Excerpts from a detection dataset
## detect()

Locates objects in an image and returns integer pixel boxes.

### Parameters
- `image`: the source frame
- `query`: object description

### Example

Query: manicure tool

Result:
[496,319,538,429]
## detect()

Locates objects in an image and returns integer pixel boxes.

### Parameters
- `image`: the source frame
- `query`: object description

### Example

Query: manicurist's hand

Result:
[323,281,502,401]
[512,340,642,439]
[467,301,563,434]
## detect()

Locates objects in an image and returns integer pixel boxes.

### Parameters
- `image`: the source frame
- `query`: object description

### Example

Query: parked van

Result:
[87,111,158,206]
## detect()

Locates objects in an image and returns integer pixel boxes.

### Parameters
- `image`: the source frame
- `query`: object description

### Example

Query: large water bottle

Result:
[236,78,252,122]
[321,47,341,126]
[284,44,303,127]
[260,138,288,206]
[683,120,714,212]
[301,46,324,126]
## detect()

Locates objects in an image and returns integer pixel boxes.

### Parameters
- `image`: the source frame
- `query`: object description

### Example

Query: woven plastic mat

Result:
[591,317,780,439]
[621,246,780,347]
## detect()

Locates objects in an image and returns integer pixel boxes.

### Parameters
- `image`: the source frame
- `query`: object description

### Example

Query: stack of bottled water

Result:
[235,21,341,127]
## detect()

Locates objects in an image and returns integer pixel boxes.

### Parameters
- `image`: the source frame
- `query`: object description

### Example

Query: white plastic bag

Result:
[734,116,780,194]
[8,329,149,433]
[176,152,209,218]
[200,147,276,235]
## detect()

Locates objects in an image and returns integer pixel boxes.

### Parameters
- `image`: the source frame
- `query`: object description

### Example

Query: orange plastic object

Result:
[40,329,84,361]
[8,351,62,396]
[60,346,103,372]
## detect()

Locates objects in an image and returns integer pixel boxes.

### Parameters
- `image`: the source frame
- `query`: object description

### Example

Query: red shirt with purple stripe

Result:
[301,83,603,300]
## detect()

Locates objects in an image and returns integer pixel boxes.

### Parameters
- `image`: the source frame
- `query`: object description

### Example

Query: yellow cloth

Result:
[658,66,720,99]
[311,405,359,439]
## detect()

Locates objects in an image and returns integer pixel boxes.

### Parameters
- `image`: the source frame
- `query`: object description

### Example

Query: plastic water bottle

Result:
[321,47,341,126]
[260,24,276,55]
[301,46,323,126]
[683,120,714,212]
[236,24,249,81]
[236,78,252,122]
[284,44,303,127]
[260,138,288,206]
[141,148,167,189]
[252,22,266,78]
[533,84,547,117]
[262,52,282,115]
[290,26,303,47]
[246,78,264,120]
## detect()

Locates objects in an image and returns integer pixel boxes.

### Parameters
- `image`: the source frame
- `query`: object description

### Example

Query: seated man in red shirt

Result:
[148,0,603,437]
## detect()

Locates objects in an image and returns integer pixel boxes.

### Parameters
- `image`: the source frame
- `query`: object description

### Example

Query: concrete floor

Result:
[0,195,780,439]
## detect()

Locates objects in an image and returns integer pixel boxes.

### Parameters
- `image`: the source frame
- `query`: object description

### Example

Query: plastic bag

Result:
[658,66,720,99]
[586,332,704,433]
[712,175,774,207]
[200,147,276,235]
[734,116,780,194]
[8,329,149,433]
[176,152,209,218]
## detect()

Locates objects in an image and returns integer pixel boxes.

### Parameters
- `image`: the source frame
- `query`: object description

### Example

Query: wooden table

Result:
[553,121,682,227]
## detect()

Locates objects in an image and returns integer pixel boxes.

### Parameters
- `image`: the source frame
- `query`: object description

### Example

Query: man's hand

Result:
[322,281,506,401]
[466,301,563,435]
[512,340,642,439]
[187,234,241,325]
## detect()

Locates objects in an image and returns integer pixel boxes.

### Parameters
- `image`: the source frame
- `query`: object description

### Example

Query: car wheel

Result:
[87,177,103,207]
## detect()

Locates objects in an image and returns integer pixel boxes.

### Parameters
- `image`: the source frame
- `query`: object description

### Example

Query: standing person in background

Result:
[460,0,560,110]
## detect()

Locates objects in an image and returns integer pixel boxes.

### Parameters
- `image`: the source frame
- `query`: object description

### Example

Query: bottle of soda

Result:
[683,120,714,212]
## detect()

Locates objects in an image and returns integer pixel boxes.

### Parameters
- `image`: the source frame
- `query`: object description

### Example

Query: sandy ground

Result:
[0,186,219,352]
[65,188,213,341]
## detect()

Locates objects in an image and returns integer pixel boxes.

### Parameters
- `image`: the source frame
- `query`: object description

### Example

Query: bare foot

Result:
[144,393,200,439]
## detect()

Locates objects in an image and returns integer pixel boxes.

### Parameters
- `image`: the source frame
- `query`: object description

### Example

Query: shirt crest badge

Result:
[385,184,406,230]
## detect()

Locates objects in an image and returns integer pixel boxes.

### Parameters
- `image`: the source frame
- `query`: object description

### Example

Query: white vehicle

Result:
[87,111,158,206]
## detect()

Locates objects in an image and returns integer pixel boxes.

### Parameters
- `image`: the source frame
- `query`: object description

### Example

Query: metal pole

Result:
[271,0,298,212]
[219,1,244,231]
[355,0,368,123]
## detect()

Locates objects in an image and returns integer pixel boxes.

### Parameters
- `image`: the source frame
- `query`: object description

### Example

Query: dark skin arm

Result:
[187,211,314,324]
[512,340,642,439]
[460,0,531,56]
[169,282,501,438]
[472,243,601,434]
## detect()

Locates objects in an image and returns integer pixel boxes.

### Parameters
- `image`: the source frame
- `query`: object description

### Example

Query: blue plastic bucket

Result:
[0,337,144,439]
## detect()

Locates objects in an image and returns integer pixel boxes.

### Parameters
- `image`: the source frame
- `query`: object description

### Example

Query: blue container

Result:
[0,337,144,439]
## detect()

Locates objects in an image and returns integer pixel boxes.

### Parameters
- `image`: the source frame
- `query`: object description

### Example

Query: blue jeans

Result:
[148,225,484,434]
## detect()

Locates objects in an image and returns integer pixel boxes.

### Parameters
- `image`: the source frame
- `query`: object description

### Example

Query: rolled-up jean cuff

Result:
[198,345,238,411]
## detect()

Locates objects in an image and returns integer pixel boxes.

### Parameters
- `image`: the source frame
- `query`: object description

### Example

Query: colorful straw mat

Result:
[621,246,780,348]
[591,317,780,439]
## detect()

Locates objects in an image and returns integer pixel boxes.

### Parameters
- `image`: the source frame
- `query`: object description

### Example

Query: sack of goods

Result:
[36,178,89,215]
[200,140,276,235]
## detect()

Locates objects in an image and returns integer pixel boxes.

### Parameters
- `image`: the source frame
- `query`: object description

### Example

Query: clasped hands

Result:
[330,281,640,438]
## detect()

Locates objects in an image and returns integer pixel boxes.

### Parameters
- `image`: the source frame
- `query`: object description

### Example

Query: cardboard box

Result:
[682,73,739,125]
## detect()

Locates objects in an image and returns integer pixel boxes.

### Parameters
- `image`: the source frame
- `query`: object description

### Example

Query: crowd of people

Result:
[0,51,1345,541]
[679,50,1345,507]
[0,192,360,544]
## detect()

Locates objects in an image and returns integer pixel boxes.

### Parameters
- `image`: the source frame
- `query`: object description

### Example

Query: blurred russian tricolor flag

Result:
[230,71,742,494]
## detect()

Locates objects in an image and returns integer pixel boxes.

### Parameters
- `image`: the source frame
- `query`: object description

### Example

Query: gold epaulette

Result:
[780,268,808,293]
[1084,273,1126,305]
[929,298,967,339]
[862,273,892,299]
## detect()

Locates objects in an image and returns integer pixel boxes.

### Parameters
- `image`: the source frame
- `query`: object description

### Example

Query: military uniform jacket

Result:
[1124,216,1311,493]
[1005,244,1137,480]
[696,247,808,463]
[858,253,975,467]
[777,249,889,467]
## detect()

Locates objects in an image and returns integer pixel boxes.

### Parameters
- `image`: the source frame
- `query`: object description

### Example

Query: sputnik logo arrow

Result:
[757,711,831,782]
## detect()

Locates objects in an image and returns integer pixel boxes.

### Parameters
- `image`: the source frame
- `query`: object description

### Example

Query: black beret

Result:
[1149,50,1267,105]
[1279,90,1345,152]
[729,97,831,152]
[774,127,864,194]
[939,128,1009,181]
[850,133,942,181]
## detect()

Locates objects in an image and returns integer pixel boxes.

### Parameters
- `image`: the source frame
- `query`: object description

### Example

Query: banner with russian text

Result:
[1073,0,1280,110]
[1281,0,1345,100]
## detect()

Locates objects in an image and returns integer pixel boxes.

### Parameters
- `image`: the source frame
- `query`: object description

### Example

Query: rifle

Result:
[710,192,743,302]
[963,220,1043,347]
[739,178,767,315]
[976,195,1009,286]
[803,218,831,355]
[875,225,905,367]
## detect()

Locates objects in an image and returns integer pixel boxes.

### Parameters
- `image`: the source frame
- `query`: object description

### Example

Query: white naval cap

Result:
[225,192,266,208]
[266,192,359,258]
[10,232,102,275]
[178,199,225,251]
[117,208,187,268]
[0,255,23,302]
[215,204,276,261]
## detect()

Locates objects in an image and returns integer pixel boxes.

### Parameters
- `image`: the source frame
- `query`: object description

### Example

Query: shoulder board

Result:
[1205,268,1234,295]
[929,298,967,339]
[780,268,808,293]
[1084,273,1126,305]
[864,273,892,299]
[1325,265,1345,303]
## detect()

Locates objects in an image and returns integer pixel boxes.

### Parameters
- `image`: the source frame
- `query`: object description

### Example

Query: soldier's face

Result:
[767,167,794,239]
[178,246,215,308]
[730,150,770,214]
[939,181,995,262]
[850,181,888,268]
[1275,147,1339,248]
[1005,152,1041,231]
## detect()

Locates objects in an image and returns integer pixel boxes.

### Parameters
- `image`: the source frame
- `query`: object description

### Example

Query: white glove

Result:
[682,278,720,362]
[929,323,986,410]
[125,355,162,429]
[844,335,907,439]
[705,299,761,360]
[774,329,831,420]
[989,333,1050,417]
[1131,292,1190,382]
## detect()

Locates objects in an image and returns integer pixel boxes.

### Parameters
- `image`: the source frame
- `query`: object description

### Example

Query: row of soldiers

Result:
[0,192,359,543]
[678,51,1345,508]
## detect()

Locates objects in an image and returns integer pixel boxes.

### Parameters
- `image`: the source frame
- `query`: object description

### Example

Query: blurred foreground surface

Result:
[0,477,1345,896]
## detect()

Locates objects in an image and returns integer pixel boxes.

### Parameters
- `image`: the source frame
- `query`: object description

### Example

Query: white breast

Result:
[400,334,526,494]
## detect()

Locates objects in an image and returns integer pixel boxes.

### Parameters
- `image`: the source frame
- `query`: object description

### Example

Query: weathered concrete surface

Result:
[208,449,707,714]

= GOAL =
Update the entries from the start of the excerpts through the line containing "[467,301,563,434]" by replacing "source frame" with "input frame" and leaving everything else unchanged. Return only those lines.

= SOLUTION TO THE PROBLEM =
## detect()

Locates objects in an image and returns integer pixel boxes.

### Parameters
- `image`: the input frame
- `query`: object description

### Example

Query: manicure tool

Result:
[496,319,538,429]
## detect()

Locates objects in an image and returns integer pixel boxes.

### Parameters
- `image`: the input frame
- `query`: object description

### Example

Query: manicurist's hand

Result:
[323,281,502,401]
[512,340,642,439]
[467,301,563,434]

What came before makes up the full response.